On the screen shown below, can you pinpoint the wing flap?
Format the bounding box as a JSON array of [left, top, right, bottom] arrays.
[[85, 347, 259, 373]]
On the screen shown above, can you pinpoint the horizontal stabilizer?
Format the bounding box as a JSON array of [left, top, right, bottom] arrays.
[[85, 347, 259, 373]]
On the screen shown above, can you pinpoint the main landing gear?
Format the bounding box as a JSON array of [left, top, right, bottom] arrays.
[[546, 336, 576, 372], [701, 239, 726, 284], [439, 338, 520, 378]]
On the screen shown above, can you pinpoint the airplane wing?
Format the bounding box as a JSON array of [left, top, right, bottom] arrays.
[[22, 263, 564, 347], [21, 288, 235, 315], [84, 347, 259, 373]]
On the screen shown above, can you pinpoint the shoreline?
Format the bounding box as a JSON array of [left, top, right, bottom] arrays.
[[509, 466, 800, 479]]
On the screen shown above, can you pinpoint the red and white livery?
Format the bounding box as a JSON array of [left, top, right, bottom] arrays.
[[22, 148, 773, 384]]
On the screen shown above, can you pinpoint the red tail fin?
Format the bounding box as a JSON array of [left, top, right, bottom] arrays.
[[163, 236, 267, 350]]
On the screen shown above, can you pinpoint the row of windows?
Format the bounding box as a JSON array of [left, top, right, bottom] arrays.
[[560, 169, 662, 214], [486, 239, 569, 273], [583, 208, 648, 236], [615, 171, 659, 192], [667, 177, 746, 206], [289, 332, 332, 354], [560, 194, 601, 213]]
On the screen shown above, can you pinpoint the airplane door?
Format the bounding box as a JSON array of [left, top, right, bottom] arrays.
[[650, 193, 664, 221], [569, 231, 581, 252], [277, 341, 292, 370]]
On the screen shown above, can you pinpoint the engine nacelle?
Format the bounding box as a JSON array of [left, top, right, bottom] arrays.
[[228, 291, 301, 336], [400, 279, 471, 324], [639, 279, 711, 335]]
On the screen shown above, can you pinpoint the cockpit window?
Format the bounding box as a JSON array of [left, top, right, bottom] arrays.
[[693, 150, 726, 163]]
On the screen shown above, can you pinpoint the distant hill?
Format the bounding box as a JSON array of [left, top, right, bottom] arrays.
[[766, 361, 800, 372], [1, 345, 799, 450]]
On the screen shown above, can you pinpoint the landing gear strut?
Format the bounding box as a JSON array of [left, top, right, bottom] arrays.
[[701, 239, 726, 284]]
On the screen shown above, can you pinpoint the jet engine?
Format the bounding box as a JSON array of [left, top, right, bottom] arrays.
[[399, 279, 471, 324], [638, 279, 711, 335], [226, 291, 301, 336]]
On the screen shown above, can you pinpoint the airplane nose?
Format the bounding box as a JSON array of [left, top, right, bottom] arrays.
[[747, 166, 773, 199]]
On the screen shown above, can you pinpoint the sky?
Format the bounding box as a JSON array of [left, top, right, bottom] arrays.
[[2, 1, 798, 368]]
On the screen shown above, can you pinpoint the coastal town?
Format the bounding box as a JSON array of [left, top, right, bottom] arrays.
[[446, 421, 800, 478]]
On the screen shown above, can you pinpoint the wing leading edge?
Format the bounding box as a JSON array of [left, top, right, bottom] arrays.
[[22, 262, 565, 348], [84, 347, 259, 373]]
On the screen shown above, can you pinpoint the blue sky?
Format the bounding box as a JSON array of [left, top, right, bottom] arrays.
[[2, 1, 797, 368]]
-=-=-
YOUR ASSIGNMENT: Set down each entry from above once more, exactly as written.

TASK ANSWER:
On the screen shown below, can you pinpoint the wing flap?
Format the bounding box as a JSON array of [left, top, right, bottom] arrays.
[[85, 347, 259, 373]]
On the screen shown above, can you pinpoint the horizontal stabilizer?
Format the bounding box as a JSON array of [left, top, right, bottom] arrays.
[[85, 347, 259, 373]]
On the screen shown above, can you pinpoint the main landing gear?
Format the bounding box as a JSON array of [left, top, right, bottom] arrays.
[[546, 336, 576, 372], [701, 239, 726, 284], [439, 338, 520, 378]]
On the screen shown above, can you pinpoint the airplane wing?
Format the bounding box as a JSON array of [left, top, right, bottom] arrays.
[[22, 263, 564, 347], [21, 288, 235, 315], [84, 347, 259, 373]]
On the screen shown above, can you pinpoint the shoreline?
Format the bounding box as a JSON array of [left, top, right, bottom] arrays.
[[509, 466, 800, 479]]
On the screen shown above, can you pinpoint the red and white livery?
Format the bounding box as a JSON array of [left, top, right, bottom] arrays.
[[22, 148, 773, 384]]
On the screen shown above, can you pinpoint the red tail fin?
Format the bounding box as a JSON array of [left, top, right, bottom] arrays.
[[163, 236, 267, 350]]
On the screen shown above, can you pinpoint the row of windows?
Format the bounding box as a JSON array of [left, top, right, bottom] arrays.
[[560, 169, 662, 214], [486, 239, 569, 273], [583, 208, 648, 236], [615, 171, 659, 192], [667, 177, 746, 206], [289, 332, 332, 354], [560, 194, 601, 213]]
On the screen shown above, can you pinpoint the airplane door?
Format the bounding box as a JSON array of [left, top, right, bottom] arrays.
[[650, 193, 664, 221], [569, 231, 581, 252], [277, 341, 292, 370]]
On the screen shown above, can you pinpoint the engine nacelle?
Format the bounding box as a JSON array of [left, top, right, bottom] arrays.
[[228, 291, 301, 336], [400, 279, 471, 324], [639, 279, 711, 335]]
On the screen shown above, can you pinpoint the cockpit window?
Format the bounding box as a JSON array of [left, top, right, bottom] arrays.
[[693, 150, 726, 163]]
On the screen shown above, can you pinpoint the distant hill?
Format the bounding box as a JSON array of [left, top, right, bottom] arrays.
[[766, 361, 800, 372], [1, 345, 799, 450]]
On the screen shown above, can you pinpoint the landing gear strut?
Format the bounding box as a JSON array of [left, top, right, bottom] arrays.
[[701, 239, 726, 284]]
On the screen shown above, can you pinpoint the jet engine?
Format the bounding box as a JSON array of [left, top, right, bottom] arrays.
[[399, 279, 471, 324], [638, 279, 711, 335], [226, 291, 301, 336]]
On the screen shown above, can you pinpoint the airplane nose?
Format the bounding box as a JSON array of [left, top, right, bottom] arrays.
[[747, 166, 773, 199]]
On the screen shown above, can you pinpoint the sky?
Format the bounding box as a JSON array of [left, top, right, bottom] arrays.
[[2, 1, 798, 368]]
On the screen shown above, can you pinpoint the coastal town?
Format the bounding box as a JSON array of [left, top, right, bottom] arrays.
[[446, 421, 800, 478]]
On the screen shown above, can you pinpoint the wing leading edge?
Format the bounding box as a JSON array of [left, top, right, bottom] arrays.
[[22, 262, 565, 348], [84, 347, 259, 373]]
On the screen shown above, can you pinpoint the blue sky?
Format the bounding box as a JSON array of [left, top, right, bottom] arrays.
[[2, 1, 797, 368]]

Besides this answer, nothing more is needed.